━━ DOCUMENT EXCERPT ━━

Virtuous love - the honest love of a man for the woman he is about to
marry, gives him an anchor for his heart; something pure and beautiful for which
to labour and live; and the woman, what a purple light it sheds upon her path;
it makes life for her no day-dream; no idle hour; no painted shadow; no passing
show; but something real, earnest, worthy of her heart and head. But most of us
are cowards and dare not think so ; we lack grace; we are of little faith; our
inward eye is dim and dark. The modern young lady must marry in style; the
modern young gentleman marries a fortune. But in the meanwhile the girl grows
into an old maid, and the youth takes chambers - ogles at nursery-maids and
becomes a man about town - a man whom it is dangerous to ask into your house,
for his business is intrigue. The world might have had a happy couple; instead,
it gets a woman fretful, nervous, fanciful, a plague to all around her. He
becomes a sceptic in all virtue; a corrupter of the youth of both sexes; a curse
in what ever domestic circle he penetrates. Even worse may [-138-]
result. She may be deceived, and may die of a broken heart. He may rush
from one folly to another; associate only with the vicious and depraved; bring
disgrace and sorrow on himself and all around; and sink into an early grave. Our
great cities show what becomes of men and women who do not marry. Worldly
fathers and mothers advise not to marry till they can afford to keep a wife, and
the boys spend on a harlot more in six months than would keep a wife six years.
Hence it is, all wise men (like old Franklin) advocate early marriages; and that
all our great men, with rare exceptions, have been men who married young.

━━━

**GOAL 1**
Duplicate every line of the records exactly as they appear.
These records are unrelated to the passage on marriage.

━━ DATA SHOWN ━━

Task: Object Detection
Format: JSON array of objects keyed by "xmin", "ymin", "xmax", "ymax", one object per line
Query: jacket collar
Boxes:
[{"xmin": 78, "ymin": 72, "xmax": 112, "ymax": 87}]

━━━

**GOAL 2**
Answer these questions from the passage on marriage:
(a) What does virtuous love give a man for his heart?
(b) What does the modern young gentleman marry?
(c) Which wise man is named as one who advocates early marriages?

**FINAL ANSWER 1**
Task: Object Detection
Format: JSON array of objects keyed by "xmin", "ymin", "xmax", "ymax", one object per line
Query: jacket collar
Boxes:
[{"xmin": 78, "ymin": 72, "xmax": 112, "ymax": 87}]

**FINAL ANSWER 2**
(a) An anchor
(b) A fortune
(c) Franklin